__Aufgabenstellung__:
Setze den Text über die drohende Obdachlosigkeit anerkannter Schutzberechtigter in Griechenland im Anschluss an seinen letzten Satz fort.

__Textauszug__:
=-=-=-=-=
Anerkannt Schutzberechtigten droht in Griechenland Obdachlosigkeit:
"1. Das aktuelle Urteil des BVerwG (1 C 18.24) ist nicht geeignet, die Einschätzung zahlreicher NGOs und mehrerer Verwaltungsgerichte und Oberverwaltungsgerichte aus den vergangenen Jahren in Zweifel zu ziehen, dass anerkannten Schutzberechtigten in Griechenland mit beachtlicher Wahrscheinlichkeit Obdachlosigkeit droht.
2. 1.000 Betten in Obdachlosenunterkünften sind nicht ausreichend, um die Zehntausenden von Schutzberechtigten aufzunehmen, die in Griechenland jährlich anerkannt werden.
3. Das BVerwG beachtet den Amtsermittlungsgrundsatz nicht hinreichend, wenn es die Feststellungen zuverlässiger Nichtregierungsorganisationen, dass griechische Obdachlosenunterkünfte überfüllt und für Schutzberechtigte kaum zugänglich sind, verwirft, ohne eigene Ermittlungen zu deren Auslastung und Zugänglichkeit anzustellen.
4. Es ist rechtswidrig, wenn Gerichte, die ihrerseits an Recht und Gesetz gebunden sind, geflüchtete Menschen zum Rechtsbruch animieren, indem sie sie darauf verweisen, ihren Lebensunterhalt mit "Schwarzarbeit" in der "Schattenwirtschaft" zu verdienen.
5. Geflüchtete auf "Schwarzarbeit" in Griechenland zu verweisen, ist auch deswegen unzulässig, weil ihnen in der "Schattenwirtschaft" mit beachtlicher Wahrscheinlichkeit prekäre Lebensbedingungen und Ausbeutung drohen."
=-=-=-=-=
__Zeilen des Datensatzes__:

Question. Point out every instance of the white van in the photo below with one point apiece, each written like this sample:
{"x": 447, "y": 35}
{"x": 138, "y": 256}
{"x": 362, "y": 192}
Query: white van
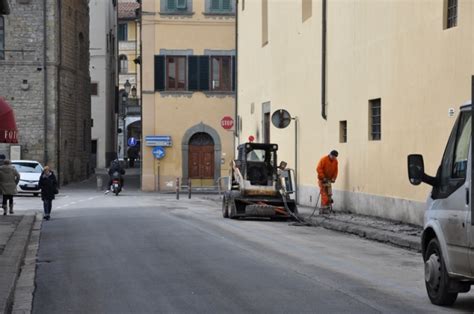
{"x": 448, "y": 237}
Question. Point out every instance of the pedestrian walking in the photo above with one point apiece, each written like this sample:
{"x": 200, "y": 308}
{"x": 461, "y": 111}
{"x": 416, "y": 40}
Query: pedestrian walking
{"x": 9, "y": 178}
{"x": 49, "y": 188}
{"x": 327, "y": 173}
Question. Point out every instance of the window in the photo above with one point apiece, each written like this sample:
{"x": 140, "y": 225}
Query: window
{"x": 375, "y": 119}
{"x": 220, "y": 6}
{"x": 221, "y": 71}
{"x": 342, "y": 131}
{"x": 123, "y": 32}
{"x": 94, "y": 89}
{"x": 176, "y": 5}
{"x": 123, "y": 64}
{"x": 451, "y": 13}
{"x": 307, "y": 6}
{"x": 2, "y": 39}
{"x": 264, "y": 22}
{"x": 175, "y": 73}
=-=-=-=-=
__Lösung__:
(Amtliche Leitsätze)
[...]
Dass die Ablehnung des Asylantrags als unzulässig im Bescheid vom 05.06.2025 rechtmäßig war, begegnet auch nach dem Urteil des BVerwG vom 16.04.2025 im Verfahren 1 C 18.24 (juris) ernstlichen Zweifeln. Es sprechen erhebliche Gründe dafür, dass die Entscheidung der Antragsgegnerin den Antragsteller in seinen Rechten verletzt (§ 113 Abs. 1 Satz 1 VwGO). [...]
Die Einzelrichterin folgt nicht der Auffassung des BVerwG, dass alleinstehenden, erwerbsfähigen und nichtvulnerablen international Schutzberechtigten aktuell bei einer Rückkehr nach Griechenland nicht mit beachtlicher Wahrscheinlichkeit erniedrigende oder unmenschliche Lebensbedingungen drohen, die eine Verletzung ihrer Rechte aus Art. 4 GRC zur Folge haben. Sie geht vielmehr nach wie vor davon aus, dass hinreichende Anhaltspunkte dafür bestehen, dass dem Antragsteller im Falle seiner Überstellung nach Griechenland eine Verletzung seiner Rechte aus Art. 4 GRC bzw. Art. 3 EMRK droht [...].
Aktuellen Erkenntnismitteln zufolge besteht für anerkannte Schutzberechtigten in Griechenland nach wie vor ein hohes Risiko von Obdachlosigkeit und Verelendung. Personen, denen internationaler Schutzstatus in Griechenland zugesprochen wird, sind verpflichtet, die Unterkünfte für Asylwerber spätestens 30 Tage nach dem positiven Asylbescheid zu verlassen. Aus anderen EU-Ländern abgeschobene anerkannte Schutzberechtigte erhalten in der Regel keine Unterkunft und keine finanzielle Unterstützung [...]. Noch immer verhindern hohe Arbeitslosenquoten und weitere Hindernisse, die durch den Wettbewerb mit griechischsprachigen Arbeitnehmern entstehen können, die Integration der Begünstigten in den Arbeitsmarkt. Drittstaatsangehörige sind in den einschlägigen statistischen Arbeitslosendaten weiterhin überrepräsentiert [...]. Anerkannte Schutzberechtigte können ihre Rechte in Griechenland nur eingeschränkt ausüben und sind oft der Obdachlosigkeit ausgesetzt oder leben in prekären Verhältnissen in verlassenen Häusern, ohne Elektrizität und fließendes Wasser [...].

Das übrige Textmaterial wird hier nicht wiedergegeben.